If the signature database 114 is found on the computer, the system determines that the computer has been scanned before and that the current scan is not the very first scan, but a subsequent scan 108 on the computer. Hence, the system invokes subsequent scanning module 110 that loads the signature database 114 in the memory and if possible, re-uses the signature database 114 via reuse database module 112.

On the other hand, if the signature database 114 is not found at a predetermined location on the computer, the system determines that the current scan is the very first scan of the computer. Then the system invokes an initial scanning module 104, which invokes create database module 106 to create the signature database 114 on the computer for the very first time. The create database module 106 populates the signature database 114 by creating one signature for each file on the computer. In one embodiment, the signature database 114 is located in the root directory of a file, but it could also be located elsewhere.

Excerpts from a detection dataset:
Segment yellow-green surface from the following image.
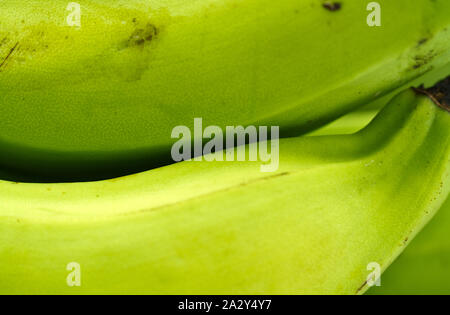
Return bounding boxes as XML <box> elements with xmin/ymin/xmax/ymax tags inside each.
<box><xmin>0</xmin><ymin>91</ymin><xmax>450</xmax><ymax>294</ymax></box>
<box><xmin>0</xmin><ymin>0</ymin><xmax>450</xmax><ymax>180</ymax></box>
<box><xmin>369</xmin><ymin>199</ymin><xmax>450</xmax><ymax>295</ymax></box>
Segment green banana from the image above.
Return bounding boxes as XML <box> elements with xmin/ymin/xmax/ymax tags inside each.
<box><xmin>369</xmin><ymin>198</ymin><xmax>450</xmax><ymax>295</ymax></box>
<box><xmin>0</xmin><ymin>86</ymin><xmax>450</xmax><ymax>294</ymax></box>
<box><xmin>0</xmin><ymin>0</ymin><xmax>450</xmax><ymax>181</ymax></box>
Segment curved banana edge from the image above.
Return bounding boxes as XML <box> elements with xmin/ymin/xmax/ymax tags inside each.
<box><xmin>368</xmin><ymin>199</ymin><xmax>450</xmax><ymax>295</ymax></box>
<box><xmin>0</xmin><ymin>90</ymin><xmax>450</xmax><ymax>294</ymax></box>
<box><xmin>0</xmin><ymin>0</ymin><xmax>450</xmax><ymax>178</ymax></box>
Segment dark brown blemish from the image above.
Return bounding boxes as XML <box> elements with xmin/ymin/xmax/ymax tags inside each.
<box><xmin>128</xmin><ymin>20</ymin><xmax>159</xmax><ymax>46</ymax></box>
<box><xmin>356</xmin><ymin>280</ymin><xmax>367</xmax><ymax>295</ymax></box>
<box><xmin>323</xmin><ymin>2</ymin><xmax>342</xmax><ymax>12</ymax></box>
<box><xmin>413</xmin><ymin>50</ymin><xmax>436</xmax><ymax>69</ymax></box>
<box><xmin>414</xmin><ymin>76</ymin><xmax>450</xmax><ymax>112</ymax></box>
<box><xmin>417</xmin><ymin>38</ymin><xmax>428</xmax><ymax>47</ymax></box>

### PROBLEMS AND TASKS
A) Rewrite the part of the signature scanning passage that opens with the words containing "If the signature database 114 is found" and closes with "database module 112.", changing "memory" to "RAM".
B) In the signature scanning passage, where is the signature database 114 located in one embodiment?

### RESULTS OF THE TASKS
A)
If the signature database 114 is found on the computer, the system determines that the computer has been scanned before and that the current scan is not the very first scan, but a subsequent scan 108 on the computer. Hence, the system invokes subsequent scanning module 110 that loads the signature database 114 in the RAM and if possible, re-uses the signature database 114 via reuse database module 112.

B) In the root directory of a file.